Emma Klingenberg (born 1992) is a Danish orienteering competitor, and junior World champion.

Early life
Klingenberg has done orienteering since she was seven years old. Before 2008 she participated in the European Youth Orienteering Championships. Her club is OK Pan Århus and she is from the southern part of Denmark.

Junior career
Emma Klingenberg became Junior World Champion in sprint in Gothenburg in 2008, before Silje Ekroll Jahren and Jenny Lönnkvist, with less than three seconds between winner and third place. She was the youngest person to ever win a junior world orienteering championship, at the age of 16.

The junior world championship, and Klingenberg's victory in the sprint event, has been covered or referred to in news magazines and sports magazines worldwide. Danish newspapers had more in-depth presentations of the winner.

Klingenberg went on to win two more gold medals as a junior, both in the Relay. She became a senior after the 2012 Junior World Championships.

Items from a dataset

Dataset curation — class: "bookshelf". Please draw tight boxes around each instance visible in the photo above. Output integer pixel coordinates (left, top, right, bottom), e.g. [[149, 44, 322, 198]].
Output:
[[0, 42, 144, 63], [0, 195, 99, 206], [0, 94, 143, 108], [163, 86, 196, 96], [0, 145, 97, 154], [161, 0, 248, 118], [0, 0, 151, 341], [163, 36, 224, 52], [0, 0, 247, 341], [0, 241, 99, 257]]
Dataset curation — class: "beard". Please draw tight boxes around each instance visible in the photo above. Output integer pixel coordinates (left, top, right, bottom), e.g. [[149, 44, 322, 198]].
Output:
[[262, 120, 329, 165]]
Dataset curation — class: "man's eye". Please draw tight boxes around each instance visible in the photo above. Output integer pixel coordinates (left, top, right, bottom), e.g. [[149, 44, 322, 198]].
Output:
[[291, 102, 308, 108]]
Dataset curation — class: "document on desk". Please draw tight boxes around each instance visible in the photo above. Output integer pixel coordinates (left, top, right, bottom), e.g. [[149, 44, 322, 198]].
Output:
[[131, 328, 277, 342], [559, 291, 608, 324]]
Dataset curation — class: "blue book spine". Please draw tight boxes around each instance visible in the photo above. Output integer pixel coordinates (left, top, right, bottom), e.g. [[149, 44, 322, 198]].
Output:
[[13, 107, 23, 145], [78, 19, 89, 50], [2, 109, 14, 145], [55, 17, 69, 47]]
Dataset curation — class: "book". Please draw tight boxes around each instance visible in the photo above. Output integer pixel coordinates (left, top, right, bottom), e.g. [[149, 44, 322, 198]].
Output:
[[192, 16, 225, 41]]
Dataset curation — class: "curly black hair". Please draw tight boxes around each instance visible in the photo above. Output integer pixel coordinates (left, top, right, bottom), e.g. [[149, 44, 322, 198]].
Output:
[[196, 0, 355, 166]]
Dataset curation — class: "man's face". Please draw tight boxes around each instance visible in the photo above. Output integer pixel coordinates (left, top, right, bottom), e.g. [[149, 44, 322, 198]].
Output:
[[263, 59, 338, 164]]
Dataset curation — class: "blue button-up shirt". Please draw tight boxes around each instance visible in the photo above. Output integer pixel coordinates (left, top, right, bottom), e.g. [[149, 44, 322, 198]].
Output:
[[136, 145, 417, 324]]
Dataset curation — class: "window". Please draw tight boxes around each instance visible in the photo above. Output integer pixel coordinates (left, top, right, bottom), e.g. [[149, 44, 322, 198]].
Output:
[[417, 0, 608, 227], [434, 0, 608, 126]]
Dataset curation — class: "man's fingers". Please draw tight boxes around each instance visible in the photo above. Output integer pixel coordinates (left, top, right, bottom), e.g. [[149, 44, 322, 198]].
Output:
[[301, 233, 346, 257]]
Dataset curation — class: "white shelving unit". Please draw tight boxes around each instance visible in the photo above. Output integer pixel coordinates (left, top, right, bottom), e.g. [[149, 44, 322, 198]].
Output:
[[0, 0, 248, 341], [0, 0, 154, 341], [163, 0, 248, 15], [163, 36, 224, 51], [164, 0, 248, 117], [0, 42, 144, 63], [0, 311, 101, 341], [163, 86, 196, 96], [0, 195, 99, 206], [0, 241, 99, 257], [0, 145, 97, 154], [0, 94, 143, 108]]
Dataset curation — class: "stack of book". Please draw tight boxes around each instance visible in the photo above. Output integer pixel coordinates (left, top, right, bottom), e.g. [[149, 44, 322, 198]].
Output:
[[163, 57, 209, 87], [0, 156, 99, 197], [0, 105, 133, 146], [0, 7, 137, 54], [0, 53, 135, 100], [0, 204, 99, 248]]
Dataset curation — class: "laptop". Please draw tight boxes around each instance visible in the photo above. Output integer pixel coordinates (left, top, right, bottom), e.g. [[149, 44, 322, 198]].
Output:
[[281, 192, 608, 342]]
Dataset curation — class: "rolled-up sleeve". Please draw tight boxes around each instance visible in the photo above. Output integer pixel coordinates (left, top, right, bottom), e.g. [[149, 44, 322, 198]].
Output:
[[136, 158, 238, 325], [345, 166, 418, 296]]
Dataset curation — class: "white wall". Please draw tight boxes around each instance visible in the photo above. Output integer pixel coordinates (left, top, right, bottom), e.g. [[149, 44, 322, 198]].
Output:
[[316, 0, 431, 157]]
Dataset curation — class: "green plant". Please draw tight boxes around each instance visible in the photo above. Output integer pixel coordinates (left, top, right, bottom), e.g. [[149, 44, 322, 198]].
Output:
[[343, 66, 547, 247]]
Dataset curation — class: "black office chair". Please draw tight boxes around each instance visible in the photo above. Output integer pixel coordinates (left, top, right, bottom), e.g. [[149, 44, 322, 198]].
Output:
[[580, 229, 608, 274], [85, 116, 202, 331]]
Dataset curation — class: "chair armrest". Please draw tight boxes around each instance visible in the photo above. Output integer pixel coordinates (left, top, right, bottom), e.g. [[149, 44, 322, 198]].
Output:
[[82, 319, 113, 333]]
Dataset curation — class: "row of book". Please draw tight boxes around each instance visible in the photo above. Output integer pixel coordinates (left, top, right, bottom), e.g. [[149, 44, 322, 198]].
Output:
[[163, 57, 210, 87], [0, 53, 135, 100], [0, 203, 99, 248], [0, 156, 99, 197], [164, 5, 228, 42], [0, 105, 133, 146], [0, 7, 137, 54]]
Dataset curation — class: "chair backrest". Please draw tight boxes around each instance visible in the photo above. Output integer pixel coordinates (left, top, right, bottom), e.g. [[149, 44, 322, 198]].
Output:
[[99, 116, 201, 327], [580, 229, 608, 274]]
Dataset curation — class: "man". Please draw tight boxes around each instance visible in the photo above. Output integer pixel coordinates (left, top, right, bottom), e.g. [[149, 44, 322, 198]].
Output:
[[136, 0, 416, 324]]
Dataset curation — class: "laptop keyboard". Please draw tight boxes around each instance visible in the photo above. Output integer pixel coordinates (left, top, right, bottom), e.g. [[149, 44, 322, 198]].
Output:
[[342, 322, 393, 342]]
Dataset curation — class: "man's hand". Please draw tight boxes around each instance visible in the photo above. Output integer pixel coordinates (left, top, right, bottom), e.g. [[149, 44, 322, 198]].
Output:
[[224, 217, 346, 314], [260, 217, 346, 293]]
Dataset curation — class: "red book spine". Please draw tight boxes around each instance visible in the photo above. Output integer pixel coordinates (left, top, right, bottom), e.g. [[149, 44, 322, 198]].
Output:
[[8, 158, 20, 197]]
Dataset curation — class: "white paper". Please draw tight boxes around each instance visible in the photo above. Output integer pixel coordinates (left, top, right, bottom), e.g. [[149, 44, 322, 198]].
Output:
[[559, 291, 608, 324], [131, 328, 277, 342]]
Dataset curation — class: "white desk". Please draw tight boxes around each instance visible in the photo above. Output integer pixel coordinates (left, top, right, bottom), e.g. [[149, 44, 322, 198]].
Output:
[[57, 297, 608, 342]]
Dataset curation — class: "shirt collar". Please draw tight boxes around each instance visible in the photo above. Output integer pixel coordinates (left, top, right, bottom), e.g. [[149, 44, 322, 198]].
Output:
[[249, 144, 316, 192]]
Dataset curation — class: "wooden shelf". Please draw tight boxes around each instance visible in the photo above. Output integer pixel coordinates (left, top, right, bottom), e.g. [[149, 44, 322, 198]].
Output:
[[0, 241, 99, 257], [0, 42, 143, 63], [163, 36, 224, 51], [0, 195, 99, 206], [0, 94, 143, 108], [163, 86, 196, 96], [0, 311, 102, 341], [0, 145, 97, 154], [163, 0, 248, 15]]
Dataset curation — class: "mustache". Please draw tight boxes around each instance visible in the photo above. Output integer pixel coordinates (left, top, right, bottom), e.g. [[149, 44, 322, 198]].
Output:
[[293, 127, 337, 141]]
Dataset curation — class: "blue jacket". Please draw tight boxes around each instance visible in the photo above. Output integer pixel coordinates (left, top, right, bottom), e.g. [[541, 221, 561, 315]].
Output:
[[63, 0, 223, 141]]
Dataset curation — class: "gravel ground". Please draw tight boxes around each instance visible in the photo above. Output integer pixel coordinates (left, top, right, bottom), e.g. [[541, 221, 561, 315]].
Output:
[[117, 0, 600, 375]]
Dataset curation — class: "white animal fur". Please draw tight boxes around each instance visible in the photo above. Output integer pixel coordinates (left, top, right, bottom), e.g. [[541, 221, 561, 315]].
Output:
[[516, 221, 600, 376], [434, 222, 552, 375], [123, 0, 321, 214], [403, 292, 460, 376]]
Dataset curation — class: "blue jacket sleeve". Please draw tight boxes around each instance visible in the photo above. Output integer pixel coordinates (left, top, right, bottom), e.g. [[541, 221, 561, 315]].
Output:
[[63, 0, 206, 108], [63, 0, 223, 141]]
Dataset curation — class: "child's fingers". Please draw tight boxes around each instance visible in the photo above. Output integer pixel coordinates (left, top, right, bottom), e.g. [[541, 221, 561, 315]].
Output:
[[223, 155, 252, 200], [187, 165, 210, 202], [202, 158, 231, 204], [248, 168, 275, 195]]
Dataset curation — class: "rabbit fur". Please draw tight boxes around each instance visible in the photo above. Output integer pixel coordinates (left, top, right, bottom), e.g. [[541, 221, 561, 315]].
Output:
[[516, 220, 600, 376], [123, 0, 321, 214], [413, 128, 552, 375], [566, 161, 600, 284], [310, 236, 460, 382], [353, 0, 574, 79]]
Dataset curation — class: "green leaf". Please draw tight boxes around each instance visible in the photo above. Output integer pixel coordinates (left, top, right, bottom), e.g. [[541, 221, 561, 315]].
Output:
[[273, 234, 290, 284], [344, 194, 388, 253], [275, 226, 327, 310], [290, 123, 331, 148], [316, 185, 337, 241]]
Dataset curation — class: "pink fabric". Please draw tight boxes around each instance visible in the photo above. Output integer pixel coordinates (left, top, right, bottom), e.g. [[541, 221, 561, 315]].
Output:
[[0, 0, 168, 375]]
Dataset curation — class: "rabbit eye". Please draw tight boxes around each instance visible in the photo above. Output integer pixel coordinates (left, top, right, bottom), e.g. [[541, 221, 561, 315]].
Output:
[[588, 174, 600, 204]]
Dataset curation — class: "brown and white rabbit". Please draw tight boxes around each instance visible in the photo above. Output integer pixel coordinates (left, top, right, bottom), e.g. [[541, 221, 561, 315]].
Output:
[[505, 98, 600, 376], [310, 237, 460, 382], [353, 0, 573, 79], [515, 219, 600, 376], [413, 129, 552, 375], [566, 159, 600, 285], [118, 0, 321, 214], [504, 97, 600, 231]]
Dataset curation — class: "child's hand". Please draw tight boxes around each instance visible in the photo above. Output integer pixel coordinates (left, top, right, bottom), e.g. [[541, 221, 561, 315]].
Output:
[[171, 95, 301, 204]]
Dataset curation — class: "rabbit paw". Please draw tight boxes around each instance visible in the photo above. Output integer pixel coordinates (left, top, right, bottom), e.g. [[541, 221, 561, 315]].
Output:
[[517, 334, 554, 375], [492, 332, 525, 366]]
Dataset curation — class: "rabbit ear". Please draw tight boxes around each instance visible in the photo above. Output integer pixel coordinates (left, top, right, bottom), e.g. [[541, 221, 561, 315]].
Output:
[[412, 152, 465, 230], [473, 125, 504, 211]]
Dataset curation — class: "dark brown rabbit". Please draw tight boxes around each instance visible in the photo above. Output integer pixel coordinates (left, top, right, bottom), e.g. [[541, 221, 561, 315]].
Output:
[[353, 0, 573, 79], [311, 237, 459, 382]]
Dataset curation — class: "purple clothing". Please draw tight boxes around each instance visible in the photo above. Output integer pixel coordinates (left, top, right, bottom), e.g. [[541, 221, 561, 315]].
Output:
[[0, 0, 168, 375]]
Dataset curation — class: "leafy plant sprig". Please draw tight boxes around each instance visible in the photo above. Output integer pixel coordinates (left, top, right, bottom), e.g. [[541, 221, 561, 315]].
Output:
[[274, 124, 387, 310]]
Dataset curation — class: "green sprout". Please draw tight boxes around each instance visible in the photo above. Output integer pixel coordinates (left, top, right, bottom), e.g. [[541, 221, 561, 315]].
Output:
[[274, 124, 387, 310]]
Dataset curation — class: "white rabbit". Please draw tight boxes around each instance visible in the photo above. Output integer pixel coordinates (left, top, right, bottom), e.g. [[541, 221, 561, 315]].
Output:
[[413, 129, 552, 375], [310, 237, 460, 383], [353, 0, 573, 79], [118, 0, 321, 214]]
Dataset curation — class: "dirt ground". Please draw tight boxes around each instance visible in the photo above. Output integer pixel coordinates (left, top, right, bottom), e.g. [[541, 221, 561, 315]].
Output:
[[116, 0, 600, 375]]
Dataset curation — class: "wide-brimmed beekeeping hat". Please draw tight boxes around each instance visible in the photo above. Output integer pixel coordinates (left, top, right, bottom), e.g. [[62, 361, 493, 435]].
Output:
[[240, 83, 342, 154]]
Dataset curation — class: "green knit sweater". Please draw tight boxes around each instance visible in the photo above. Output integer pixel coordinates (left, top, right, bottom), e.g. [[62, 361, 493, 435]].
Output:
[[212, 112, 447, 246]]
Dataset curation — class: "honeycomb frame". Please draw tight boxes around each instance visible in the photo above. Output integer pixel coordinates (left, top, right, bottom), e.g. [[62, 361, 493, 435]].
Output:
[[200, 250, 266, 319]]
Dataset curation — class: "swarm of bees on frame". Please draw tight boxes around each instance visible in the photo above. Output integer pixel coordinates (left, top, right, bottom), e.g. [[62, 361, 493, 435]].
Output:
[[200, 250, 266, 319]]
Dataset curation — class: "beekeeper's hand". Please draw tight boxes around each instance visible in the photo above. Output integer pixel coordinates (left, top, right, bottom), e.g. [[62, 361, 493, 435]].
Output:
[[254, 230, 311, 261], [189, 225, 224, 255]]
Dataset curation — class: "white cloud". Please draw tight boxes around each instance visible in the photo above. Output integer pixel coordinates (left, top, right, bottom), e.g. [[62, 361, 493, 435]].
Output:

[TASK BRIEF] Proceed with the text about the Danish orienteering competitor Emma Klingenberg, picking up after its final sentence. The records are separate material and have no connection to the text about Emma Klingenberg.

[THE RESULT]
Senior career
two years after becoming a senior, Klingenberg won her first medal in the 2014 World Orienteering Championships in Italy. In 2015, the Danish women's team won 4 of the 5 gold medals at the championships in Inverness. Emma was a member of both relay teams, bringing back two gold medals.

To date, Klingenberg has not won any individual gold medals at a senior championship.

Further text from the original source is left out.